- EXERCISE DESCRIPTION: How would the article about Stratus Video's remote interpreting service go on? Write the next part, picking up right after its final paragraph.

- SOURCE EXTRACT:
**********
Some of life’s most critical decisions are made in courtrooms and hospitals. But as the U.S. has diversified, a multitude of different languages have proliferated making it a challenge for legal and healthcare workers to communicate quickly and effectively with non-English speakers.
Clearwater, Fla.-based Stratus Video is using technology to solve that problem, and it’s reaping the rewards of helping fill a much-needed gap in the market. Over the past three years, the company has seen its revenue grow by 4,190 percent, and was ranked 66th on Inc. magazine’s list of the nation’s 5,000 fastest-growing privately held companies.
“You push one button and within 30 seconds you get an interpreter on the screen, looking at the patient and able to speak both to the patient and doctor,” said Stratus Video President David Fetterolf, describing the company’s groundbreaking, “Uber-like” video remote interpretation (VRI) service that runs on tablets and smartphones.
Interpreting is “an enormous market that’s shifting away from phone and in-person to video,” he added. “That’s why we’ve been growing so quickly.”
In the days before VRI, if a live, in-person interpreter was not available, one could usually be reached by phone. But Prado Antolino, manager of language services at Moffitt Cancer Center in Tampa, said that was far from an ideal solution. In fact, it was pretty much useless for deaf patients – as well as patients who spoke less-common languages, such as Haitian Creole, that tend to have a dearth of qualified interpreters.
“We started integrating VRI about four years ago,” Antolino said. “When we started looking around at visual services, we had a need to provide better service for deaf patients. There were services available via laptops, but there was a problem with video resolution and sharpness.
“By pure coincidence,” she continued, “a Stratus rep called my cell phone and talked about what their technology did. They talked about the tablet platform and my radar went off. We brought them in for a demo and the quality of video and audio was much better, and the interface was very intuitive.”
Moffitt maintains an in-house staff of Spanish language interpreters, and it contracts with local agencies that provide interpreters who specialize in sign language and other common languages. Antolino doesn’t think the need for live, in-person interpreters will dwindle anytime soon, as doctors tend to prefer having interpreters physically in the room, as do many deaf patients. But she thinks Stratus’s VRI technology adds a much-needed component to the blend of interpretive services that institutions can offer.
**********
(Referring expression grounding data)

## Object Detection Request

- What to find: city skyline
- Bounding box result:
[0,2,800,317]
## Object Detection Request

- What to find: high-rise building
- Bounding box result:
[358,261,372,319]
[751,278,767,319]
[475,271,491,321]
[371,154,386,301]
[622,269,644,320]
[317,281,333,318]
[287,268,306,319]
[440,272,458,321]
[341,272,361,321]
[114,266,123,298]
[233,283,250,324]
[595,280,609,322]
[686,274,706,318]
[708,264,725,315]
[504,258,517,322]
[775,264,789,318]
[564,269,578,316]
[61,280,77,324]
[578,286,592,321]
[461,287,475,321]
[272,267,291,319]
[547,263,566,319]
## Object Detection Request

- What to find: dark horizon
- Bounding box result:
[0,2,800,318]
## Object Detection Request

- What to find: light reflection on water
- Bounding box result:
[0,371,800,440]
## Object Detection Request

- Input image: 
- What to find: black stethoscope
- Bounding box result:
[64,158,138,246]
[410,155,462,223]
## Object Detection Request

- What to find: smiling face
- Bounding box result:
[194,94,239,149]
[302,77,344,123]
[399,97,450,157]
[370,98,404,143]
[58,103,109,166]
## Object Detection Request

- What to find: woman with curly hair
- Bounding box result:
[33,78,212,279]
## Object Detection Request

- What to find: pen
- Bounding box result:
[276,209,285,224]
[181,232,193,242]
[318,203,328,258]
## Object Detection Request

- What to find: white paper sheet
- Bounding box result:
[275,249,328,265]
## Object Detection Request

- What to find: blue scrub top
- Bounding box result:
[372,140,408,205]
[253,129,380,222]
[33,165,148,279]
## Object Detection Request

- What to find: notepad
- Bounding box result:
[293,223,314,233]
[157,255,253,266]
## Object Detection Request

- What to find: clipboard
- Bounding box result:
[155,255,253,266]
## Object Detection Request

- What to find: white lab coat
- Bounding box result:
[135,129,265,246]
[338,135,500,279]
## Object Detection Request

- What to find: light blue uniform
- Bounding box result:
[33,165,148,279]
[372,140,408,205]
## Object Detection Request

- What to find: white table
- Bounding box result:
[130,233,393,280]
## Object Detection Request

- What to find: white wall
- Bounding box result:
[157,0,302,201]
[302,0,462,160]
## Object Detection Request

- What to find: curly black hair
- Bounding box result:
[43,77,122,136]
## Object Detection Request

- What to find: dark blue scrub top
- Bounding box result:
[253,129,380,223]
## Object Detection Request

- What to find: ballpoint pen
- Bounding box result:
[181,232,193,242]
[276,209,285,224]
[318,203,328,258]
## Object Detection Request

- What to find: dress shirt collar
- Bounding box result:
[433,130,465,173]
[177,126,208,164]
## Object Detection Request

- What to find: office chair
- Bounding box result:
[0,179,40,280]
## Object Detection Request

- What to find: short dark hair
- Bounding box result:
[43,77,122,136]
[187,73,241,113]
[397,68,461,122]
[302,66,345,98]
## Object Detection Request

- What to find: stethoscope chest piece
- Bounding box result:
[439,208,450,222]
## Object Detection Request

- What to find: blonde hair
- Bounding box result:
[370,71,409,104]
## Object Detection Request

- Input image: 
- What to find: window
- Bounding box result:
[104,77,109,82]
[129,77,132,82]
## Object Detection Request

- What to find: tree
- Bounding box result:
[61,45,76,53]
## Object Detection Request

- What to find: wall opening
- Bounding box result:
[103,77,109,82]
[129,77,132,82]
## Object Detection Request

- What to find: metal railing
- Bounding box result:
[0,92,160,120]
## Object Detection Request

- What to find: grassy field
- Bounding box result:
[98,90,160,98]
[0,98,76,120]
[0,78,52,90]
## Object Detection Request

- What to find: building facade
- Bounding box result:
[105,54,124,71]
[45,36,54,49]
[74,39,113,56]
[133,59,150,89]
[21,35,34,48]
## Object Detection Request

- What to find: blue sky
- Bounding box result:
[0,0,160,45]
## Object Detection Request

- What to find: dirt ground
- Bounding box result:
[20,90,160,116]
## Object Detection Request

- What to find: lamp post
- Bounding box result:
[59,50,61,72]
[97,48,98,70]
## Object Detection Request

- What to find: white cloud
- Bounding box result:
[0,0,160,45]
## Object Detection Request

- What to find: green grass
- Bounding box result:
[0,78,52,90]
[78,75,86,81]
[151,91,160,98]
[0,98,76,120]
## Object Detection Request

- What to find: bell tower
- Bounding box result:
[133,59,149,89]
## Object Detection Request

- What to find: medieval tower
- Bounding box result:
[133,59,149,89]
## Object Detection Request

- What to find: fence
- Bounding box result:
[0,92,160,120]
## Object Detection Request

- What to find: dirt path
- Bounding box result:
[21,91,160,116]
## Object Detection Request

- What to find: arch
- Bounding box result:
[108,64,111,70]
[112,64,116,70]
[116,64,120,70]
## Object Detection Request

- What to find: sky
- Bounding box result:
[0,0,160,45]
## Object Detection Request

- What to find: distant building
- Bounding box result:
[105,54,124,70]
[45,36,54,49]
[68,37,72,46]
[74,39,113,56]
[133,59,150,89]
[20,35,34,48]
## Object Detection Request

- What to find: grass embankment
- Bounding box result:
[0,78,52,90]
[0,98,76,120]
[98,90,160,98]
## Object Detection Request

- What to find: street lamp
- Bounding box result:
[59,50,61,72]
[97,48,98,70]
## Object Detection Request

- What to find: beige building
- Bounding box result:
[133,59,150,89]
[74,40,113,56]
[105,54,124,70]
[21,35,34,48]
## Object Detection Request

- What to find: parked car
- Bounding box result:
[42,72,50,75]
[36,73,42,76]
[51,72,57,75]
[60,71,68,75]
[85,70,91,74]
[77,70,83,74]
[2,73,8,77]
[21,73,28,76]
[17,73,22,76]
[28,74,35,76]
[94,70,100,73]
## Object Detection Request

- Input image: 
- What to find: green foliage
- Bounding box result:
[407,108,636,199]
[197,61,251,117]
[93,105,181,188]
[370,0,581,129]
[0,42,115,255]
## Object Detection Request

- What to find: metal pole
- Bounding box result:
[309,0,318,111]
**********
- EXERCISE ANSWER:
“For languages other than Spanish, video is by far the second-best option,” she said. Thanks to Stratus and VRI, she added, “the blend is going to continue to be very strong.”
Including hardware expenses, Antolino said Moffitt spends about $30,000 per year on VRI, but the center’s rate of utilization is going up, especially as Stratus continues to add new language experts to its team.
“For a while, they didn’t have Haitian Creole speakers, but they added that very quickly,” she said. “It came online in a very timely manner for us. The number of languages they’ve added over the past year or so has exceeded expectations.”
Fetterolf stressed that Stratus’s end product is the interpreter, not the technology. In other words, the product is only as good as the people who comprise it.
“We’ve got hundreds and hundreds of interpreters, and we ensure that every one of them is up to the right standards,” he said. “There are certain certification standards for hospitals and courts. We will put [prospective interpreters] through our training and they will be tested and qualified if there’s no other existing qualification for that language. It’s a combination of training, testing, and quality assurance and monitoring. It’s such a big, important technology because of what’s happening in our country with immigration and refugees.”
Antolino said VRI can positively affect the lives of people who are treated at Moffitt. “Our patients talk about the difference it makes to have a friendly face on the screen or in the room with them. They tell us other places don’t have the same level of interpretive services we offer. There’s research that shows that bridging the language gap produces better outcomes” for cancer patients.
She continued, “One of our deaf patients came for a visit, and we’d hired a live interpreter for the session, and it was a highly charged situation. But the interpreter had an accident on the way to the facility. But we had the Stratus technology and we were able to connect to a video interpreter. That made a critical difference in the level of comfort for the patient.”